**Given instruction**
Reproduce each of the following entries line for line, without changing any wording, spacing, or punctuation.

>> Begin Material for this task

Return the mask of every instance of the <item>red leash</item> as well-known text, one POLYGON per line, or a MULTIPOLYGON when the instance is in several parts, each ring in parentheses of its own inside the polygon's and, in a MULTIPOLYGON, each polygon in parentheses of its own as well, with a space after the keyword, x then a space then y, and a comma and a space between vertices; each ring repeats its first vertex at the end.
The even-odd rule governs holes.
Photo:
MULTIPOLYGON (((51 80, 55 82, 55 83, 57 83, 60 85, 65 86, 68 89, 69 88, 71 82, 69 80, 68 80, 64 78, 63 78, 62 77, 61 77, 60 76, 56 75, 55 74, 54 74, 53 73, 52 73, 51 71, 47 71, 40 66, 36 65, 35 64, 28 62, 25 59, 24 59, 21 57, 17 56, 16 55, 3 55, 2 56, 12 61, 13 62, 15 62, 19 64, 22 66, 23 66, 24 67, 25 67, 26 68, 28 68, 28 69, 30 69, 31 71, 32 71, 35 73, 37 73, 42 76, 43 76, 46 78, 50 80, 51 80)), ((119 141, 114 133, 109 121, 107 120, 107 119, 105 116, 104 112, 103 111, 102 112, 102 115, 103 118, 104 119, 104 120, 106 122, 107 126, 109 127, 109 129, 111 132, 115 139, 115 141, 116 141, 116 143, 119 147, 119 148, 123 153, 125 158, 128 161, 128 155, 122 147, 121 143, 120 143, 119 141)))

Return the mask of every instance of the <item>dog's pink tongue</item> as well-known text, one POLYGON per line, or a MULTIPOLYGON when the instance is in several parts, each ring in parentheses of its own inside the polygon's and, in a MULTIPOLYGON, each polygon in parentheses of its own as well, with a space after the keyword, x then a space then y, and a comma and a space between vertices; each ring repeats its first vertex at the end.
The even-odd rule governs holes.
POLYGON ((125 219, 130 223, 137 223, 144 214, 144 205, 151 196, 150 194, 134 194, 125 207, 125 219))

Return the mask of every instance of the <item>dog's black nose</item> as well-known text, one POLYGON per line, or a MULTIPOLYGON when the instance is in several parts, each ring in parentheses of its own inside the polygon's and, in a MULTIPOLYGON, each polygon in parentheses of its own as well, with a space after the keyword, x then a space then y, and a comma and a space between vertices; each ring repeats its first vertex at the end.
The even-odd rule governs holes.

>> End Material for this task

**Correct response**
Return the mask of every instance of the <item>red leash</item> as well-known text, one POLYGON per line, or a MULTIPOLYGON when the instance is in several parts, each ring in parentheses of its own inside the polygon's and, in a MULTIPOLYGON, each polygon in parentheses of its own as well, with a space after the keyword, x then a space then y, and a comma and a space between vertices; each ring repeats its first vertex at the end.
The even-odd rule governs holes.
Photo:
MULTIPOLYGON (((51 80, 55 82, 55 83, 57 83, 60 85, 65 86, 68 89, 69 88, 71 82, 69 80, 68 80, 64 78, 63 78, 62 77, 61 77, 60 76, 56 75, 55 74, 54 74, 53 73, 52 73, 51 71, 47 71, 40 66, 36 65, 35 64, 28 62, 25 59, 24 59, 21 57, 17 56, 16 55, 3 55, 2 56, 12 61, 13 62, 15 62, 19 64, 22 66, 23 66, 24 67, 25 67, 26 68, 28 68, 28 69, 30 69, 31 71, 32 71, 35 73, 37 73, 42 76, 43 76, 46 78, 50 80, 51 80)), ((119 141, 114 133, 109 121, 107 120, 107 119, 105 116, 104 112, 103 111, 102 112, 102 115, 103 118, 104 119, 104 120, 106 122, 107 126, 109 127, 109 129, 111 132, 115 139, 115 141, 116 141, 116 143, 119 147, 119 148, 123 153, 125 158, 128 161, 128 155, 122 147, 121 143, 120 143, 119 141)))

Return the mask of every instance of the <item>dog's pink tongue</item> as well-known text, one POLYGON per line, or a MULTIPOLYGON when the instance is in several parts, each ring in parentheses of its own inside the polygon's and, in a MULTIPOLYGON, each polygon in parentheses of its own as well, with a space after the keyword, x then a space then y, and a comma and a space between vertices; each ring repeats its first vertex at the end.
The even-odd rule governs holes.
POLYGON ((125 219, 130 223, 137 223, 144 214, 144 205, 151 196, 150 194, 134 194, 125 207, 125 219))

Return the mask of every instance of the <item>dog's black nose</item> as well-known text, one POLYGON per line, or a MULTIPOLYGON when the instance is in several parts, each ring in parentheses of its own inside the polygon's and, in a MULTIPOLYGON, each polygon in parentheses of its own as well, with a space after the keyword, x then a space then y, and a comma and a space between vertices; each ring repeats its first vertex at the end.
The even-odd rule governs holes.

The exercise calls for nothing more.